■ SOURCE EXTRACT
——
Day of the Armed Struggle (Angola) 1969 – MPLA begins armed struggle against Portugal in Angola.

On this day in history:

1789 – George Washington is unanimously elected as the first President of the United States by the U.S. Electoral College.

1794 – France abolishes slavery. The nation will have a lukewarm commitment to abolition and will, under Napoleon, reestablish slavery in 1802 along with the reinstitution of the “Code noir”, prohibiting blacks, mulattoes and other people of color from entering French colonial territory or intermarrying with whites.

1825 – The Ohio legislature authorizes construction of the 249-mile Miami and Erie Canal, to connect Toledo to Cincinnati. Local historians say “Irish immigrants, convicts and local farmers used picks, shovels and wheelbarrows,” at 30 cents per day, to construct the 249-mile-long waterway

1847 – 1st US telegraph co established in Maryland

1847: General Sterling Price returns to the fortified TAOS Pueblo, and 2 hours of cannonade are, again, unsuccessful. Price’s troops attack and make some headway.. The cannon is moved closer, and now breaches a wall. The troops swarm through a hole in the church, and through other buildings. Many of the PUEBLO Indians try to escape, but are cut down by volunteers stationed on the east of the pueblo. One of the leaders of the revolt, Jesus de Tafoya, is killed in the fighting.

1861 – American Civil War: In Montgomery, Alabama, delegates from six break-away U.S. states meet and form the Confederate States of America.

1861: John Ward’s step-son Feliz Tellez is kidnapped by Indians from his rancho on Sonoita Creek in Arizona. Ward complains to the army, and they send Second Lt.George Bascom, and 54 soldiers to find him. Today, CHIRICAHUA APACHE Chief Cochise is invited to talk with Bascom in Apache Pass, in southwestern Arizona. Cochise brings some family with him to the parlay in Bascom’s tent. Cochise is shocked when Bascom accuses him of kidnapping the boy. Cochise denies his involvement, but Bascom does not believe him. Bascom then tells Cochise he is under arrest. Cochise cuts a hole in the tent, and escapes. Bascom will keep Cochise’s relatives as hostages. Cochise will quickly seize several whites has hostages, as well.

1922 : Lincoln purchased the Ford Company for $8 million dollars on this day. During the time of this transition, Henry Ford had assumed position of president of Lincoln.

1932 : The first Winter Olympics was held in the United States. These games took place in Lake Placid, New York.

1932 – Unemployment demonstrations take place in major U.S. cities

1937 – Thirty-seven thousand maritime workers on the West Coast strike for wage increases

1938 : The animated film Snow White and the Seven Dwarfs was released and had major success in the box-office, making more money than any other motion picture up till that point

1941 – The United Service Organizations, popularly known as the USO, was incorporated in New York on February 4, 1941, to provide recreational opportunities and resources for members of the U.S. armed forces on leave.
——
■ RECORDED DATA
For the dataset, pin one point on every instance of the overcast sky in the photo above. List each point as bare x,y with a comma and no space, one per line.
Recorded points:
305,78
——
■ INSTRUCTIONS FOR THE TASK
Update the passage of the this-day-in-history list between "1941 – The United" and "forces on leave.", inclusive, and write it out again with "recreational" changed to "leisure".

■ RESULT OF THIS EXERCISE
1941 – The United Service Organizations, popularly known as the USO, was incorporated in New York on February 4, 1941, to provide leisure opportunities and resources for members of the U.S. armed forces on leave.